Copy out the lines below, swapping every "mask job" for "segmentation task" and leaving all else untouched.

[Labeling and segmentation records]
================
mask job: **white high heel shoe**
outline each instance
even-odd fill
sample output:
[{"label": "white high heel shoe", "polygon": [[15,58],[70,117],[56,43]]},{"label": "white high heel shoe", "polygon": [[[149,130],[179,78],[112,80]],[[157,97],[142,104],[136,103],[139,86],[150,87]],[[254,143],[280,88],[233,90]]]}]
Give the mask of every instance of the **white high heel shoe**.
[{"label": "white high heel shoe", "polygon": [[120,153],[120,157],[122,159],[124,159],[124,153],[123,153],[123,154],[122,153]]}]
================
Reply:
segmentation task: **white high heel shoe**
outline each instance
even-odd fill
sample output:
[{"label": "white high heel shoe", "polygon": [[15,58],[70,117],[56,43]]},{"label": "white high heel shoe", "polygon": [[[149,130],[179,78],[112,80]],[[157,97],[142,104],[136,103],[139,86],[150,87]],[[254,143],[280,88],[233,90]]]}]
Give the mask of every instance of the **white high heel shoe**.
[{"label": "white high heel shoe", "polygon": [[120,153],[120,157],[122,159],[124,159],[124,153],[123,153],[123,154],[122,153]]}]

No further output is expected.